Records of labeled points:
--- Start ---
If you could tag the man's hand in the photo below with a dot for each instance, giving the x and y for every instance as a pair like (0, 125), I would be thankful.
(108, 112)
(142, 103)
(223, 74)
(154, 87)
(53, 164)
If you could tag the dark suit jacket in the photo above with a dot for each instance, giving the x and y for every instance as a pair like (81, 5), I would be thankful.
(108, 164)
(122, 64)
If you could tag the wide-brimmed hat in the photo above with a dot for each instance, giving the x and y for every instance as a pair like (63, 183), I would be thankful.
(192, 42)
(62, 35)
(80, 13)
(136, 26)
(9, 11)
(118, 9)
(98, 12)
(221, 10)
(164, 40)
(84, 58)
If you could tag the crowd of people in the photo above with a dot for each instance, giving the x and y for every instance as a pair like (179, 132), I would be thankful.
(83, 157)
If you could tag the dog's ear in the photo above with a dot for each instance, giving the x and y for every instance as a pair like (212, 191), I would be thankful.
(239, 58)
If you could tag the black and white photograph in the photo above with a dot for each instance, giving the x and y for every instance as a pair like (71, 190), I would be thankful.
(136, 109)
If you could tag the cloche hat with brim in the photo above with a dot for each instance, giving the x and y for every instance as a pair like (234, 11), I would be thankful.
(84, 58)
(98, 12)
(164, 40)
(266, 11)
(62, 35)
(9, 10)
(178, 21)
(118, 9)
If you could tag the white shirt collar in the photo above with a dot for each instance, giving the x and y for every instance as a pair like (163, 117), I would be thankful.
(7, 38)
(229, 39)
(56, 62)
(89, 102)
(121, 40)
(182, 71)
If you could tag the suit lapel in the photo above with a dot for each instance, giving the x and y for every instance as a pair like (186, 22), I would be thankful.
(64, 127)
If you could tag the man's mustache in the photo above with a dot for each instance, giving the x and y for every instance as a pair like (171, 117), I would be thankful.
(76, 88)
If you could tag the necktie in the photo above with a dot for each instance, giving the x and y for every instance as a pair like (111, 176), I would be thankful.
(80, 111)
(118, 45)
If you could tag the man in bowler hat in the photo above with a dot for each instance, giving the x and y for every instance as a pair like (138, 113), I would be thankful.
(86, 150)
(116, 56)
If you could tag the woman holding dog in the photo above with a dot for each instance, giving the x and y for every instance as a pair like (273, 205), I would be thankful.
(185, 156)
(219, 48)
--- End ---
_Problem to solve_
Convert the records above into a two-column CSV with the header input,output. Give one row for each record, and put its text in the input field and all of its points in the output field. Quote each field and replace any line breaks with spaces.

_Response for this exercise_
input,output
"If you could tag the man's hand in the photo below with a dot for each instance, giving the x and y for every instance as a pair like (0, 125), I would be thankful.","(108, 112) (142, 103) (223, 74) (154, 87) (53, 164)"
"If you could tag the dark suit jacket in the photo above with a dot for each instance, giving the x and y for every instance as a pair like (81, 5), I would be thankful.","(108, 164) (122, 64)"
"If you could tag the wide-brimmed hat in the photo above with a dot for each instance, giving the x and y for every instance as a pair like (63, 183), I would be thankful.","(192, 42) (62, 35) (80, 13) (136, 26) (9, 11) (118, 9) (98, 12) (221, 10) (164, 40) (84, 58)"
"If you could tag the crowd of people in the photo above with a dot for each instance, giving the x and y for every instance as a pair like (179, 132), I would be thankful.","(83, 157)"
"If you could tag the dog's ear in the photo above with a dot for each instance, giving the x and y for every instance as a pair like (212, 191), I would be thankful.","(239, 58)"
"If you could tag the black and white photograph in the photo above with a dot for each instance, giving the x and y for every instance as a pair like (71, 190), I would be thankful.","(136, 109)"
"If you could tag the cloche hat with brim in the photo above with a dot for each instance, giving the x and y for every instance as a pair like (234, 11), I would be thankful.","(84, 58) (98, 12) (164, 40) (266, 11) (62, 35) (9, 10) (178, 21) (118, 9)"
"If you could tag the white shirt collar in the photo above with a dot for each instance, giving the x and y for every instance as a pair like (163, 117), I would be thankful.","(7, 38) (229, 39) (56, 62) (89, 102) (121, 40) (182, 71)"
"If you could tag the suit lapel in the photo above with a dot for each instance, giving the x and y for every instance as a pair like (186, 22), I would be thankful.","(64, 127)"
"If you could tag the man's mustache in the photo above with a dot for each instance, giving the x and y for every instance as a pair like (171, 117), I would be thankful.","(76, 88)"
"If you could tag the necktie in the photo above with a dot for each instance, giving the x and y for every instance as a pair like (111, 176), I would be thankful.","(80, 111) (118, 45)"
"If you could tag the man in bowler hat in the photo above with a dot for each instance, giving the x and y for every instance as a pair like (138, 113), I would be thankful.","(86, 150) (116, 56)"
"If you could tag the woman holding dog in the photo above with a dot for each instance, giving the x and y for every instance as a pair like (273, 205), I would be thankful.","(185, 156) (219, 48)"